Rewrite the items starting at the beginning and ending at the line that contains "(607, 1238)", replacing "innermost point" with "central point" everywhere and keeping everything else unchanged. Leave the pictures out of your answer.

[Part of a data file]
····················

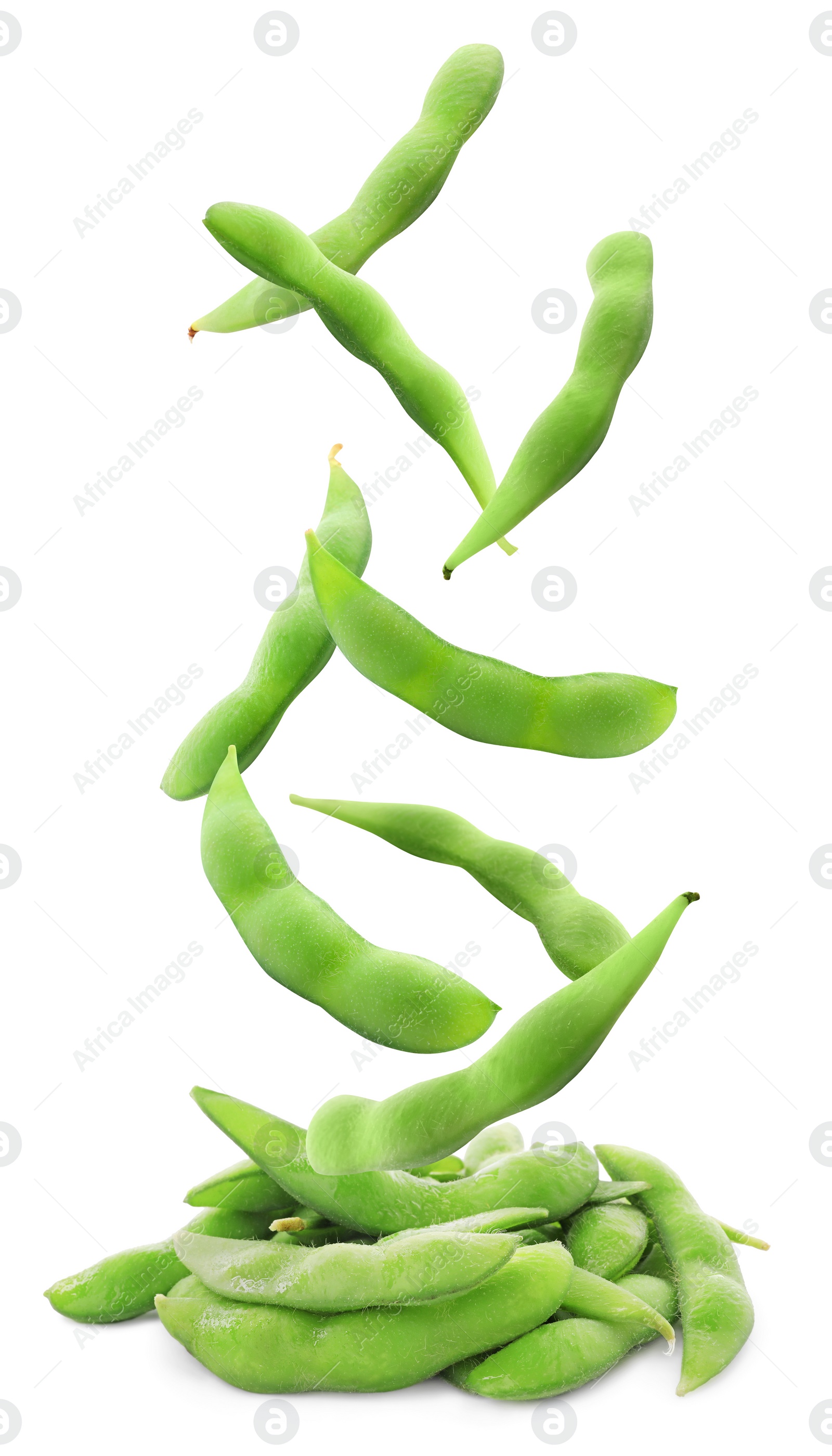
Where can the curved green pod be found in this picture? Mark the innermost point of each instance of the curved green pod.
(398, 191)
(578, 934)
(291, 1350)
(427, 1266)
(564, 1355)
(491, 1143)
(564, 439)
(293, 650)
(596, 716)
(395, 999)
(716, 1308)
(388, 1202)
(608, 1238)
(242, 1186)
(124, 1285)
(534, 1060)
(366, 325)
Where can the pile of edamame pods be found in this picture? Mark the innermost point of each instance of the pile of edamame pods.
(400, 1240)
(515, 1273)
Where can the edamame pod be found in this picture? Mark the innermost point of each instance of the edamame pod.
(718, 1314)
(427, 1266)
(124, 1285)
(608, 1240)
(241, 1187)
(534, 1060)
(596, 716)
(490, 1143)
(366, 325)
(567, 434)
(395, 999)
(592, 1296)
(293, 650)
(564, 1355)
(386, 1202)
(578, 934)
(398, 191)
(291, 1350)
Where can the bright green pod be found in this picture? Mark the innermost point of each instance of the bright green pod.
(595, 1296)
(398, 191)
(491, 1143)
(241, 1187)
(277, 1351)
(573, 427)
(427, 1266)
(293, 650)
(534, 1060)
(388, 996)
(366, 325)
(608, 1238)
(716, 1308)
(596, 716)
(578, 934)
(124, 1285)
(557, 1181)
(564, 1355)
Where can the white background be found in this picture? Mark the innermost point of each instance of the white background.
(119, 602)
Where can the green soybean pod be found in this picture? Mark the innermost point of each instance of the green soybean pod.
(534, 1060)
(366, 325)
(540, 1178)
(490, 1143)
(347, 1276)
(571, 428)
(578, 934)
(596, 716)
(276, 1351)
(564, 1355)
(124, 1285)
(398, 191)
(395, 999)
(293, 650)
(718, 1314)
(242, 1187)
(607, 1238)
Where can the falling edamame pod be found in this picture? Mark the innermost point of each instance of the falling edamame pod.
(716, 1308)
(578, 934)
(124, 1285)
(395, 999)
(293, 650)
(398, 191)
(560, 1356)
(276, 1350)
(366, 325)
(608, 1238)
(571, 428)
(335, 1278)
(596, 716)
(534, 1060)
(558, 1181)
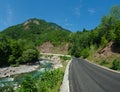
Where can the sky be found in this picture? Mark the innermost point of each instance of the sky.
(73, 15)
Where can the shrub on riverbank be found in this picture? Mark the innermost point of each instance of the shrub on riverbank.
(49, 81)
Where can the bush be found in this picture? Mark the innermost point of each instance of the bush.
(116, 64)
(30, 55)
(28, 85)
(64, 58)
(50, 80)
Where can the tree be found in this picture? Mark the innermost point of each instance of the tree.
(30, 55)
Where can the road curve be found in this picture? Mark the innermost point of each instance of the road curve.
(86, 77)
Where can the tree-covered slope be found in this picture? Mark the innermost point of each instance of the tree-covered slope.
(38, 31)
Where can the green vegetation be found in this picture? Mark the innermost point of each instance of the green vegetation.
(49, 81)
(116, 64)
(64, 58)
(38, 32)
(14, 52)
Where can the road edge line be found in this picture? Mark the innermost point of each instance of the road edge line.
(102, 67)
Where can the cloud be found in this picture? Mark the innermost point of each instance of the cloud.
(68, 24)
(91, 11)
(77, 11)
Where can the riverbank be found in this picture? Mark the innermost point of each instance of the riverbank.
(9, 71)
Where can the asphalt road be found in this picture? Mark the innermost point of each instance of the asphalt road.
(86, 77)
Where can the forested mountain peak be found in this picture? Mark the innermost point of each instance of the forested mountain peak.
(38, 31)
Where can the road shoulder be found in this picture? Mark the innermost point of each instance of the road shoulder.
(65, 84)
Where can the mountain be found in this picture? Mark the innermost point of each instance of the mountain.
(38, 31)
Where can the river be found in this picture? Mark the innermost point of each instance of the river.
(16, 80)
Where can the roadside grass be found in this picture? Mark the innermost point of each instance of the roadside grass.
(112, 62)
(49, 81)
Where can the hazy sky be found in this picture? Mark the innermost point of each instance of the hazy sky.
(70, 14)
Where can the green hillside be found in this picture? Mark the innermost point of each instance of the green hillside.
(18, 43)
(38, 31)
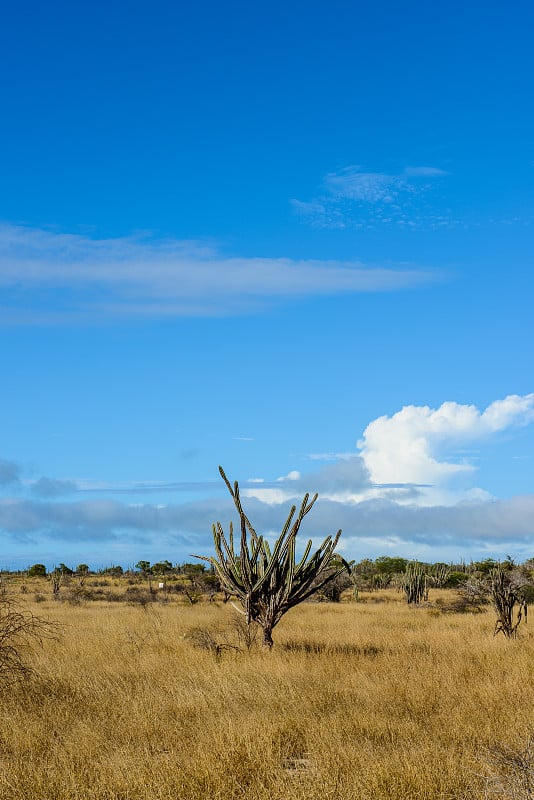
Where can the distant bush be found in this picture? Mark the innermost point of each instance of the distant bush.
(37, 571)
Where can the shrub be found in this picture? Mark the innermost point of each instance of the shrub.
(37, 571)
(18, 631)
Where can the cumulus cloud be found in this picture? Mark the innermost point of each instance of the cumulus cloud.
(47, 277)
(411, 445)
(397, 495)
(370, 528)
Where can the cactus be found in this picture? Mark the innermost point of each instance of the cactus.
(269, 583)
(440, 575)
(506, 594)
(414, 583)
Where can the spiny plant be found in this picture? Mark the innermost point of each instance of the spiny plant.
(270, 582)
(414, 583)
(506, 594)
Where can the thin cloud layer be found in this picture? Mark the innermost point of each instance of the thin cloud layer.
(396, 495)
(50, 277)
(357, 198)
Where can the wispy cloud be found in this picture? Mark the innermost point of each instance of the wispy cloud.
(49, 277)
(354, 197)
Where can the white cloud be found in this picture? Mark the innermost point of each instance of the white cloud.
(359, 198)
(411, 446)
(48, 277)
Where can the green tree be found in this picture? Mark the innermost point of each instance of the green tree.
(269, 583)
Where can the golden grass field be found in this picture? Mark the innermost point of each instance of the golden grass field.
(367, 701)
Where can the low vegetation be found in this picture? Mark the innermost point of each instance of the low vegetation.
(371, 699)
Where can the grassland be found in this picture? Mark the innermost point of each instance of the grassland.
(368, 700)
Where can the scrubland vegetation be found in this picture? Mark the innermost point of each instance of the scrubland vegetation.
(372, 699)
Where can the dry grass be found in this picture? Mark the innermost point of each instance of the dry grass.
(372, 700)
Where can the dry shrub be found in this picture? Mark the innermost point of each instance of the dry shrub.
(19, 630)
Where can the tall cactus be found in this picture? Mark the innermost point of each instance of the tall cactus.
(506, 594)
(414, 583)
(269, 583)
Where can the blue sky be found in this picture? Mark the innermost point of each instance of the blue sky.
(292, 239)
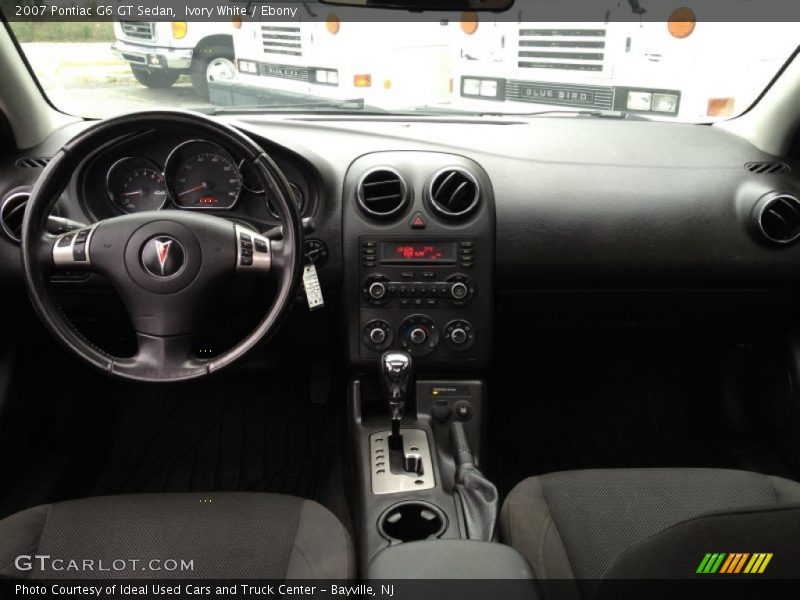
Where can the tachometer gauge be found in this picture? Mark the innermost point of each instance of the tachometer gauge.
(202, 175)
(136, 185)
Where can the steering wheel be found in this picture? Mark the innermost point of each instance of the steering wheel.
(164, 264)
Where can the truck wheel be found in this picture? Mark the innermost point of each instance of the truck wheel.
(158, 79)
(211, 64)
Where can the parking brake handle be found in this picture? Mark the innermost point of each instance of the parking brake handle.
(478, 495)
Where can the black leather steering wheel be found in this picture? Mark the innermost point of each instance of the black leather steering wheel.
(164, 264)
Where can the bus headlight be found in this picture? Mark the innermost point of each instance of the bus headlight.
(248, 66)
(665, 103)
(484, 88)
(179, 29)
(362, 80)
(639, 100)
(681, 22)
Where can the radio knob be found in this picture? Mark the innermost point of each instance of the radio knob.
(458, 336)
(418, 335)
(377, 336)
(377, 290)
(459, 290)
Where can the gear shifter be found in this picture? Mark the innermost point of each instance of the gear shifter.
(397, 372)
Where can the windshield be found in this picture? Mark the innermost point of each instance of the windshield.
(320, 58)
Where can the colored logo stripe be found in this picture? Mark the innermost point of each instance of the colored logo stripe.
(734, 562)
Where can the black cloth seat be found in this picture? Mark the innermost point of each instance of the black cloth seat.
(225, 535)
(649, 523)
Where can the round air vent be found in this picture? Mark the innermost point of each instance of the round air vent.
(454, 192)
(299, 200)
(382, 192)
(778, 218)
(11, 213)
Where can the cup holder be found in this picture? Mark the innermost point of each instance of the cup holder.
(412, 521)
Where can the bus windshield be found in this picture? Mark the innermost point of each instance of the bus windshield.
(677, 68)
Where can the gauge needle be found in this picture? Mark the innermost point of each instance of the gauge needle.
(202, 186)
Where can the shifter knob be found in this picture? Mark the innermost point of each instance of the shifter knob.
(396, 371)
(396, 368)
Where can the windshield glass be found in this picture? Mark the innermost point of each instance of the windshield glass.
(321, 58)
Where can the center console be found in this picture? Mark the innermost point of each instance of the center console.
(419, 255)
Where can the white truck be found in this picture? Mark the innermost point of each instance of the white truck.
(329, 53)
(160, 52)
(640, 57)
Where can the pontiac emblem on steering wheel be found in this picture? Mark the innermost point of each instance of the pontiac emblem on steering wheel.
(163, 256)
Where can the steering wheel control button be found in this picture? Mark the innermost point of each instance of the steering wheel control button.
(65, 241)
(419, 335)
(71, 249)
(163, 256)
(253, 252)
(418, 221)
(378, 335)
(463, 410)
(459, 335)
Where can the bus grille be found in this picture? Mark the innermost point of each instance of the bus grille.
(562, 49)
(281, 40)
(138, 30)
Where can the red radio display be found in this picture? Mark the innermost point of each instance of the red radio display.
(420, 252)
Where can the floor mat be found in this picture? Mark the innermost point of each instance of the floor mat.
(233, 433)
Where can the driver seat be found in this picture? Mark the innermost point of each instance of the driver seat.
(224, 535)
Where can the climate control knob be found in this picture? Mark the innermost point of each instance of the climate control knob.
(377, 290)
(418, 335)
(459, 335)
(377, 336)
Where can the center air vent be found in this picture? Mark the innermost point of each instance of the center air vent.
(454, 192)
(779, 218)
(766, 167)
(382, 192)
(11, 213)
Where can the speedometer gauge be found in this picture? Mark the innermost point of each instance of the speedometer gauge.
(136, 185)
(202, 175)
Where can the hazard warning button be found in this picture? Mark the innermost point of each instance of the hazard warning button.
(418, 221)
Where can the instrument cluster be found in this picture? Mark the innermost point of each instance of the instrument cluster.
(188, 174)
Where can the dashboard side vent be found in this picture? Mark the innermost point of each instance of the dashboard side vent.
(779, 218)
(454, 192)
(12, 211)
(32, 162)
(382, 192)
(767, 167)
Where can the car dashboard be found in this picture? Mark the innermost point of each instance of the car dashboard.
(422, 222)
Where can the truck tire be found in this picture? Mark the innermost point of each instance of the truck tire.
(208, 64)
(156, 78)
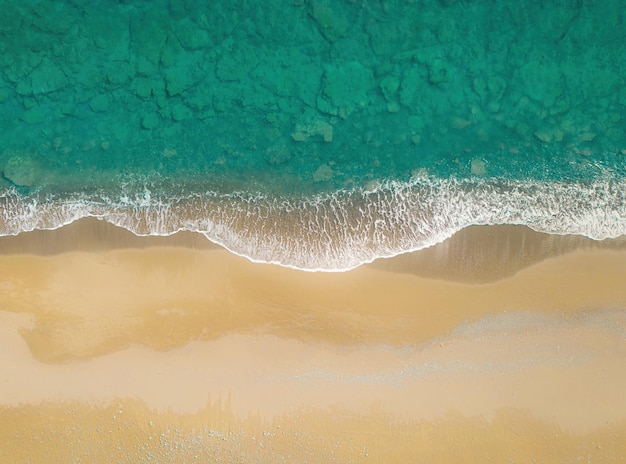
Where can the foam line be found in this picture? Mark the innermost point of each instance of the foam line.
(338, 231)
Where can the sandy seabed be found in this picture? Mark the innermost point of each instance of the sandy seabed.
(500, 343)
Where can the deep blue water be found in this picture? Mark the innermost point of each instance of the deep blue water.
(317, 134)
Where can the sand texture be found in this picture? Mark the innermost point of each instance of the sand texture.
(123, 349)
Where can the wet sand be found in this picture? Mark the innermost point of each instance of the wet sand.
(115, 348)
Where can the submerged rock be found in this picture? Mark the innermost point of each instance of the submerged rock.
(20, 169)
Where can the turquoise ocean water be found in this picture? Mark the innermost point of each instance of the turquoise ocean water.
(318, 134)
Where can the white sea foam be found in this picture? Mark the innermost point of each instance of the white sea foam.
(339, 231)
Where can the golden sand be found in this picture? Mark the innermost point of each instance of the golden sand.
(159, 350)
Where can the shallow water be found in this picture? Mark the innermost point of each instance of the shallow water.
(314, 134)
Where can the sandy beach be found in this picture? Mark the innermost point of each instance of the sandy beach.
(500, 343)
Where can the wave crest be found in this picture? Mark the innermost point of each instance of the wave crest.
(335, 231)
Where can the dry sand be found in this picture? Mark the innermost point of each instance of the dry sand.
(122, 349)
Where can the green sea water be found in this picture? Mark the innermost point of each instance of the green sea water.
(318, 134)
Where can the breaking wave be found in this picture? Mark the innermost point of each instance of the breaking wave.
(338, 231)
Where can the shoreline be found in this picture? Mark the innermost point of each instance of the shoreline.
(160, 339)
(476, 254)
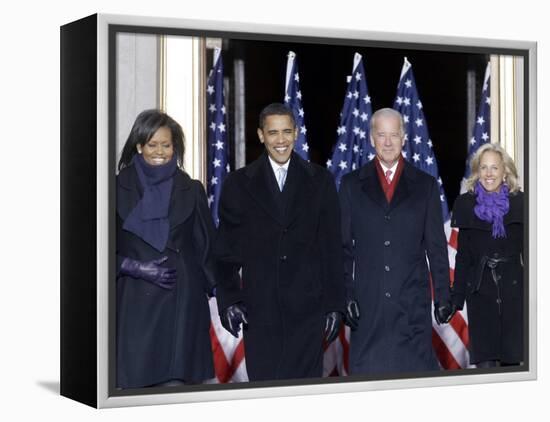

····················

**Finished exercise**.
Where can the curved green pod be found in this picture? Mark the central point of each instance of the curved green pod.
(398, 191)
(578, 934)
(291, 1350)
(427, 1266)
(564, 1355)
(491, 1143)
(564, 439)
(293, 650)
(596, 716)
(395, 999)
(716, 1308)
(388, 1202)
(608, 1238)
(242, 1186)
(124, 1285)
(534, 1060)
(366, 325)
Where can the pile of edamame pods be found in this picture? Mark the central point of each instance of the pile of edamame pods.
(400, 1240)
(515, 1273)
Where can the edamame pod be found in this picture? Mark the central point of each instance of the edamame pod.
(718, 1314)
(427, 1266)
(124, 1285)
(608, 1240)
(241, 1187)
(534, 1060)
(596, 716)
(490, 1143)
(366, 325)
(567, 434)
(395, 999)
(592, 1296)
(293, 650)
(564, 1355)
(386, 1202)
(578, 934)
(398, 191)
(291, 1350)
Where can the bright green pod be found in this picture? Mark the central point of each instance of the bright green pod.
(595, 1296)
(398, 191)
(491, 1143)
(241, 1187)
(277, 1351)
(573, 427)
(427, 1266)
(293, 650)
(534, 1060)
(388, 996)
(366, 325)
(608, 1238)
(716, 1308)
(596, 716)
(578, 934)
(124, 1285)
(557, 1181)
(564, 1355)
Where can the white background be found in this picture? Mark the central point of each instance of the white background.
(119, 602)
Where can the green soybean pod be found in this picture? Mark the central point of each instance of the green soybean pod.
(534, 1060)
(366, 325)
(540, 1178)
(490, 1143)
(347, 1276)
(571, 428)
(578, 934)
(596, 716)
(276, 1351)
(564, 1355)
(124, 1285)
(398, 191)
(395, 999)
(293, 650)
(718, 1314)
(242, 1187)
(607, 1238)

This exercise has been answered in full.